(SUPPLIED PASSAGE begins)

The meat supply chain gained the attention of the White House recently with the announcement of $1 billion to improve capacity for independent processors. But how did the supply chain get here? Lee Schulz, an associate professor and extension livestock economist from Iowa State University says the issue goes beyond the pandemic.
“I think this has been years coming, especially when we dial into the labor situation, that’s been a constraint that many businesses have to face and I think certainly that the meatpacking industry. And it just was exacerbated by that pandemic, that impacted the labor supply and I what really focused on, it was the operational capacity of these plants to operate, the physical capacity was there, that was going to remain regardless, but it was the ability to get that throughput through these plants, which constrained our meat supply.”
And there’s the price of beef at the butcher counter, and consumers are having to pay more.
“We have to think of what’s driving this inflation in meat prices and I like to break it down into two factors that have really coalesced to drive this. And so, we have the demand, pull inflation where there’s just a lot of dollars chasing fewer pounds of beef and pork available. And so, the economy has been doing well, and that’s really allowing consumers to continue to buy meat. And then you have this cost push inflation where it costs more to do everything, right, and it costs more to produce beef and pork, about 30 percent higher in my calculation. So,. both of those coalescing is giving us much higher meat prices.”

(SUPPLIED PASSAGE ends)
(INFORMATION GIVEN begins)

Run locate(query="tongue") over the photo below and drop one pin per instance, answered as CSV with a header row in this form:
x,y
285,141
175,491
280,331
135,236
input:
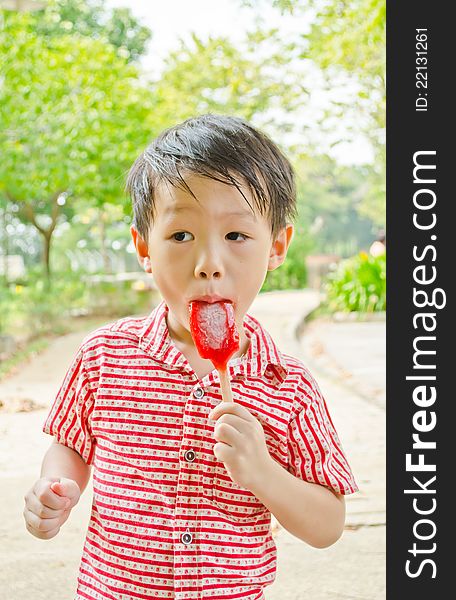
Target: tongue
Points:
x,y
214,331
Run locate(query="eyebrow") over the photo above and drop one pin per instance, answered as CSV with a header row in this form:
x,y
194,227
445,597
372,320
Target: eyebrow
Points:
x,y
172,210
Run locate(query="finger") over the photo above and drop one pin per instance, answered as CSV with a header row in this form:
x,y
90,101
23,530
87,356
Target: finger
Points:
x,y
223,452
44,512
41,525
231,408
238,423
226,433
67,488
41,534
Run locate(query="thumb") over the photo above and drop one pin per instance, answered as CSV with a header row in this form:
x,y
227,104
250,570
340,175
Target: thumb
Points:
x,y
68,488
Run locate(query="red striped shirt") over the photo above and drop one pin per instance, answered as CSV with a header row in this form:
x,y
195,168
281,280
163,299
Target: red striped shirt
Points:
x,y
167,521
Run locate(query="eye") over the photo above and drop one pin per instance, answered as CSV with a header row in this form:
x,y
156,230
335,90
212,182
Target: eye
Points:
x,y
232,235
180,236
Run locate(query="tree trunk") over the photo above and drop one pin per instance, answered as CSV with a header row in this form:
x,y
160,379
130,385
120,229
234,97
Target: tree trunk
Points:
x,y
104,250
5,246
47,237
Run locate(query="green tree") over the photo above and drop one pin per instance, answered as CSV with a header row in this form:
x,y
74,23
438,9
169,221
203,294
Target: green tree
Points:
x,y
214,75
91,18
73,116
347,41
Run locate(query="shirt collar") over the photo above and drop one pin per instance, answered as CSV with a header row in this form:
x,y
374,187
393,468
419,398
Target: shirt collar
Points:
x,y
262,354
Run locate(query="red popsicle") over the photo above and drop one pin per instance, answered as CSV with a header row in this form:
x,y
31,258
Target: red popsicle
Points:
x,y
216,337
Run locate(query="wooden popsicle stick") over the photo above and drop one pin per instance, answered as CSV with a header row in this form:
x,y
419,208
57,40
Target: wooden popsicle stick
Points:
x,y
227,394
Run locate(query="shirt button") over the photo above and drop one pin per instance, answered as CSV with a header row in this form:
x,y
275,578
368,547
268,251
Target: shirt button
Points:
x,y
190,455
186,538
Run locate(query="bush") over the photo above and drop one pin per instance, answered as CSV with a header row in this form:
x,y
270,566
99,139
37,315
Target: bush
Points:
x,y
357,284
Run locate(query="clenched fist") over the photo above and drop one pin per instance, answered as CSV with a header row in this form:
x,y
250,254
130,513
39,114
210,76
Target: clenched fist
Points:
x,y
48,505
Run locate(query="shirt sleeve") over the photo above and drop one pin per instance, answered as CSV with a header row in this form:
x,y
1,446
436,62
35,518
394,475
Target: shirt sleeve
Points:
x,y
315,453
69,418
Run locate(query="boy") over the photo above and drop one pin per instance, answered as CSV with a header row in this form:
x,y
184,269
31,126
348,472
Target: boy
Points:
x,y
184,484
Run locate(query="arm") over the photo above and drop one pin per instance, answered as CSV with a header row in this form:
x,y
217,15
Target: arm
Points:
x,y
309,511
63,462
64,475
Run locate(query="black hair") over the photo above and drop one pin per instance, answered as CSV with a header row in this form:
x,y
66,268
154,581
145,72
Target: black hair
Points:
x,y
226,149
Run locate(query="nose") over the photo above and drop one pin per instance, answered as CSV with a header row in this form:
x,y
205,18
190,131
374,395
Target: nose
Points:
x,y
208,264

(INFORMATION GIVEN ends)
(INFORMATION GIVEN begins)

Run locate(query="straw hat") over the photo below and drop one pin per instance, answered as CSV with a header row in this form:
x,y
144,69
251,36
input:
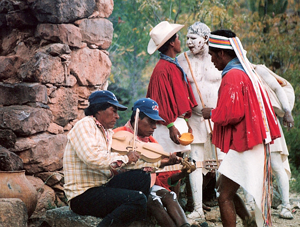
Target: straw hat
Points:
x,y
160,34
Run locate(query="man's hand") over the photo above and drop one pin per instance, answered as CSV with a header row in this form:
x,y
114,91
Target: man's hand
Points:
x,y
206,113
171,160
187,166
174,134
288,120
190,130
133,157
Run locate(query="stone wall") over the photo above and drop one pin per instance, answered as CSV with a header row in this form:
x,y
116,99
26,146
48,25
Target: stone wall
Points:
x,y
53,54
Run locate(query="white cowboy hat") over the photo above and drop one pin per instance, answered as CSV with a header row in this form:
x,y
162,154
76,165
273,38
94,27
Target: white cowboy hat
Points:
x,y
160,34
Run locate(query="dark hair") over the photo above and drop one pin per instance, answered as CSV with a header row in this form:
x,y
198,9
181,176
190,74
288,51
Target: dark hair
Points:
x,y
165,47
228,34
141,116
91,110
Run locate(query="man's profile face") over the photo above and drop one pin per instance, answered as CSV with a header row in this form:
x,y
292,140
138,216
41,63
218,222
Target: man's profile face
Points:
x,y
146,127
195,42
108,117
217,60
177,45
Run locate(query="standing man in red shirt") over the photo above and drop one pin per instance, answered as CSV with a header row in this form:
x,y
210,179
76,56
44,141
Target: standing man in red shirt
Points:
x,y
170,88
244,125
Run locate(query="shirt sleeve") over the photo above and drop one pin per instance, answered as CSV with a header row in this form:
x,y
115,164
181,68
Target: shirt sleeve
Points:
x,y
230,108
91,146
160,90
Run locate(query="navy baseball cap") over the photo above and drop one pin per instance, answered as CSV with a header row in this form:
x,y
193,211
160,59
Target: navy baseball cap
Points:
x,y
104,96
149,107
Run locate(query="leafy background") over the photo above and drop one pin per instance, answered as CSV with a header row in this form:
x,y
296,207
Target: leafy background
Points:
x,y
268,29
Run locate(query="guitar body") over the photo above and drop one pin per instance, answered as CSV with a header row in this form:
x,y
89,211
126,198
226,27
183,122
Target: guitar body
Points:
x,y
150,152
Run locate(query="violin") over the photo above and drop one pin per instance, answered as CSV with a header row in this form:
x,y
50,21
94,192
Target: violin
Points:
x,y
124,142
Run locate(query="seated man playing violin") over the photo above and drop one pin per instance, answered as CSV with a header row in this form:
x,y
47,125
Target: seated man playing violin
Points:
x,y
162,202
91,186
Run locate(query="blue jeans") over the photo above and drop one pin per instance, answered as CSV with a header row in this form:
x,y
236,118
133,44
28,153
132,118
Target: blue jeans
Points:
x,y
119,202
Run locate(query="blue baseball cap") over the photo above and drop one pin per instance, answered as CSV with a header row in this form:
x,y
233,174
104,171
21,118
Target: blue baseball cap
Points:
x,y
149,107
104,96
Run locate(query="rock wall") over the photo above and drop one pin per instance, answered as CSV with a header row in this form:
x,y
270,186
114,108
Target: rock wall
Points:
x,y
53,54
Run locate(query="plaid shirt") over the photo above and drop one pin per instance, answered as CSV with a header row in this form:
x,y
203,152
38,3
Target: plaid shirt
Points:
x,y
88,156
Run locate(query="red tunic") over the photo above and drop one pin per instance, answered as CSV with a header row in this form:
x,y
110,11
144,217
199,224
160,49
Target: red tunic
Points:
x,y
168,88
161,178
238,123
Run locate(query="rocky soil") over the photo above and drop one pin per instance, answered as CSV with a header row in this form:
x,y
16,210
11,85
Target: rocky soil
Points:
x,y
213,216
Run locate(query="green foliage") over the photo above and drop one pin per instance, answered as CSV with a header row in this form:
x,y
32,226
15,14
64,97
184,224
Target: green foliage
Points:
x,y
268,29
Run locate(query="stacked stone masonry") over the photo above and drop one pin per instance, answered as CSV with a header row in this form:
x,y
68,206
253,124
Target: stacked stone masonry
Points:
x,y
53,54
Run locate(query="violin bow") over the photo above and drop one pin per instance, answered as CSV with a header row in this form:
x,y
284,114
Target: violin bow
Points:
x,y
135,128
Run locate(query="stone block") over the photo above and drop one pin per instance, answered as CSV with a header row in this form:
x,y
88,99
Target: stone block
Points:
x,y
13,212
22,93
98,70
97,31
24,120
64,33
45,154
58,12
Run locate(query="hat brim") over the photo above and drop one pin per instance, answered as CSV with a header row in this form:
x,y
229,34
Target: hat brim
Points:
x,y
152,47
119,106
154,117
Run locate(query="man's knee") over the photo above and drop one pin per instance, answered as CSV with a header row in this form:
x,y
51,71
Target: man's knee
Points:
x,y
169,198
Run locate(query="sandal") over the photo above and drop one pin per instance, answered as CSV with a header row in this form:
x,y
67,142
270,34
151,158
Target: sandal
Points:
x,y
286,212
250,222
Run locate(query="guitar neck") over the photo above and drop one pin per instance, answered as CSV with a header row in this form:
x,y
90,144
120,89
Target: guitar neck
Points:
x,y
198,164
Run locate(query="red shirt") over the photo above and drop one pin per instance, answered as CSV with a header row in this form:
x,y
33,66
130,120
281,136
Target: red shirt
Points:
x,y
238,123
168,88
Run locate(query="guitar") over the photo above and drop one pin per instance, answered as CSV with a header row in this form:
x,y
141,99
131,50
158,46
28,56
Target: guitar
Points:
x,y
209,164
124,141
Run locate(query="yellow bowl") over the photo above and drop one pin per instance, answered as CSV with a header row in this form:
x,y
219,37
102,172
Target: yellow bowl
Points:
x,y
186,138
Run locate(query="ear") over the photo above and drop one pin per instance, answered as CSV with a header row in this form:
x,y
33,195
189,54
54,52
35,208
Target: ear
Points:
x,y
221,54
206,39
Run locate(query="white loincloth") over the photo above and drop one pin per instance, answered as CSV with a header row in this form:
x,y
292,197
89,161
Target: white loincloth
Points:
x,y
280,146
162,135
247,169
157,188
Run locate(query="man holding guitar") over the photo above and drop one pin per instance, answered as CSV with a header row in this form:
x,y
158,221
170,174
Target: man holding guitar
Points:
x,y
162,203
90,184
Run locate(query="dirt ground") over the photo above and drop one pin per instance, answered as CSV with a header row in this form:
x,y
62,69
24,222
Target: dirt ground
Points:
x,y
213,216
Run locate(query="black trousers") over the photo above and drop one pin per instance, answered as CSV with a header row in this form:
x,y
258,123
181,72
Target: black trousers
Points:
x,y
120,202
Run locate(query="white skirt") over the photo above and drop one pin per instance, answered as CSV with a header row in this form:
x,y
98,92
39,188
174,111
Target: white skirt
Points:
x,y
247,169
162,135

(INFORMATION GIVEN ends)
(INFORMATION GIVEN begins)

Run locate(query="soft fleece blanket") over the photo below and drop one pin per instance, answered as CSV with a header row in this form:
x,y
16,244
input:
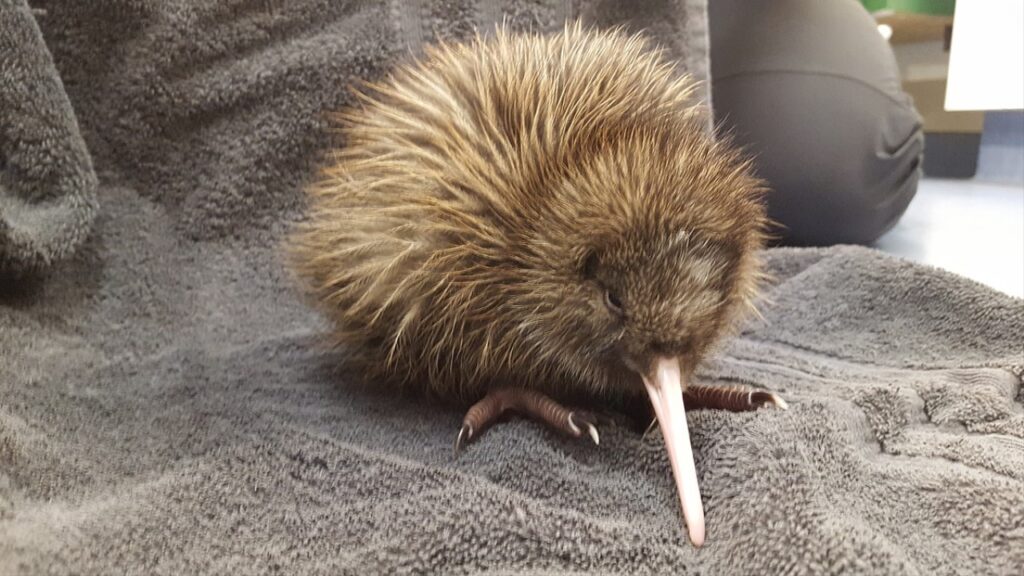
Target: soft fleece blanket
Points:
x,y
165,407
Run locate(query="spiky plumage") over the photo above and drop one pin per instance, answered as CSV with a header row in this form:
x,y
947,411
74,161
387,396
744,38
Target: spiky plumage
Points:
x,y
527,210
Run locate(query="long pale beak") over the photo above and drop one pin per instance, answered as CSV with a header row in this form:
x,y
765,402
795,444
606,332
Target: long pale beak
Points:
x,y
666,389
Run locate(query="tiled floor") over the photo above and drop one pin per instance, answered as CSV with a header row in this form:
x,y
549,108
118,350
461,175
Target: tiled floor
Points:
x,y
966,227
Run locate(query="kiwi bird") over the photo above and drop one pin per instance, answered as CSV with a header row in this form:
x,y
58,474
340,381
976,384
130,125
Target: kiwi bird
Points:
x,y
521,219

(INFORMATION GIVEN ends)

> TASK DETAILS
Continue the article on the meat supply chain and rising meat prices, picking up after its last sentence.

> RESULT OF THIS EXERCISE
Schulz expects the supply chain to “equal out” soon.
“That capacity is relatively fixed. And in a situation where you have lower capacity and larger supplies of meat, you get price divergence there where you get prices higher, retail price higher because we’re producing less meat and you get live animal prices lower because there’s more available. But what I encourage us to think about this is the cycles in those industries. So, the beef, the beef inventory cycle, were declining inventory, how numbers are declining. we’re talking about adding processing capacity. So, we will get to more of an equilibrium level here, but yes, there’s been some painful pinch points along the way.”